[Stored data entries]
....

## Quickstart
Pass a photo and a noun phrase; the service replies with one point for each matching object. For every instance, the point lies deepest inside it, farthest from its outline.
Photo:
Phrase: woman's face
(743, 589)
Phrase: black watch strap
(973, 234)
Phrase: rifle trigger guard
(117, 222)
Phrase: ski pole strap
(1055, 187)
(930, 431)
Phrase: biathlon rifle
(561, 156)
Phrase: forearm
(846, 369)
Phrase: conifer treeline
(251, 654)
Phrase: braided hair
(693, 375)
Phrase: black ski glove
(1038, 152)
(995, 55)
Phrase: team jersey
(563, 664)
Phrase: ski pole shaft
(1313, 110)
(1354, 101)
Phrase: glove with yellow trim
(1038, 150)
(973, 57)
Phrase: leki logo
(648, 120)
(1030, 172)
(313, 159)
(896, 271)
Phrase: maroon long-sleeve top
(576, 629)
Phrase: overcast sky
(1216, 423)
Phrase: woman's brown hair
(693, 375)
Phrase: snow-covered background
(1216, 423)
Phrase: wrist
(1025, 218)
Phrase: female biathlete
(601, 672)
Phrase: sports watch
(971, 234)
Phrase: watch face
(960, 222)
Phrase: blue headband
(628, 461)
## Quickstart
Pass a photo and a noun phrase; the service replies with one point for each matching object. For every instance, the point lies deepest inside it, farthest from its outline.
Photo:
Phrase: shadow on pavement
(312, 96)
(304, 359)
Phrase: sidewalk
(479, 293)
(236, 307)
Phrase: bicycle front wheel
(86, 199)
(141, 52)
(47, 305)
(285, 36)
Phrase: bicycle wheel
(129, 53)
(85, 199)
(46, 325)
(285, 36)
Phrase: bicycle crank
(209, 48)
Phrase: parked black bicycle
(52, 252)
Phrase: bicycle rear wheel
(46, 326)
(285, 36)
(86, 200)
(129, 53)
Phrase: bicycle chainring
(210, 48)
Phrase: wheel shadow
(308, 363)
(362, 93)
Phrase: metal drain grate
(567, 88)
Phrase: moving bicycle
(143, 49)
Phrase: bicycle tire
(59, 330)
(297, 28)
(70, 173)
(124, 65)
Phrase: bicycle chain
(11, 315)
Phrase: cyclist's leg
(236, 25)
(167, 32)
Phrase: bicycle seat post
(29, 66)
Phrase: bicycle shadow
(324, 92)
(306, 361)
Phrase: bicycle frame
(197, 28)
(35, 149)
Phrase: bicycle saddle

....

GOAL OF THE EXERCISE:
What is needed is an exact copy of all the records above.

OUTPUT FOR THIS TASK:
## Quickstart
Pass a photo and a noun phrase; the service replies with one point for each matching object. For every instance, the point lies deepest inside it, farthest from its outline.
Photo:
Phrase: woman's face
(743, 589)
Phrase: black watch strap
(973, 234)
Phrase: rifle trigger guard
(117, 222)
Phrase: ski pole strap
(1055, 187)
(930, 431)
Phrase: biathlon rifle
(561, 156)
Phrase: forearm
(846, 369)
Phrase: conifer treeline
(251, 654)
Phrase: braided hair
(693, 375)
Phrase: black ski glove
(1038, 152)
(995, 55)
Phrase: team jersey
(563, 664)
Phrase: ski pole shaft
(1313, 110)
(1354, 101)
Phrase: glove with yellow trim
(1038, 150)
(973, 57)
Phrase: leki logo
(648, 120)
(1030, 172)
(313, 159)
(896, 271)
Phrase: maroon long-sleeve top
(576, 629)
Phrase: overcast sky
(1216, 423)
Phrase: woman's brown hair
(693, 375)
Phrase: snow-covered background
(1216, 423)
Phrase: wrist
(1025, 218)
Phrase: female biathlete
(601, 672)
Phrase: sports watch
(971, 234)
Phrase: watch face
(960, 222)
Phrase: blue headband
(628, 461)
## Quickstart
Pass a photo and a noun phrase; the service replies with one point for each matching object. For every instance, the point lies deepest inside it, farthest from its outline.
Photo:
Phrase: shadow on pavement
(312, 96)
(304, 359)
Phrase: sidewalk
(479, 293)
(236, 307)
Phrase: bicycle front wheel
(86, 199)
(141, 52)
(47, 305)
(285, 36)
Phrase: bicycle wheel
(129, 53)
(85, 199)
(46, 325)
(285, 36)
Phrase: bicycle crank
(209, 48)
Phrase: parked black bicycle
(52, 252)
Phrase: bicycle rear wheel
(46, 326)
(285, 36)
(86, 200)
(129, 53)
Phrase: bicycle chainring
(210, 48)
Phrase: wheel shadow
(308, 363)
(362, 93)
Phrase: metal drain grate
(567, 88)
Phrase: moving bicycle
(143, 49)
Phrase: bicycle tire
(59, 330)
(297, 28)
(70, 173)
(124, 65)
Phrase: bicycle chain
(11, 315)
Phrase: cyclist's leg
(236, 25)
(167, 32)
Phrase: bicycle seat post
(29, 66)
Phrase: bicycle shadow
(324, 92)
(306, 361)
Phrase: bicycle frame
(197, 28)
(35, 149)
Phrase: bicycle saddle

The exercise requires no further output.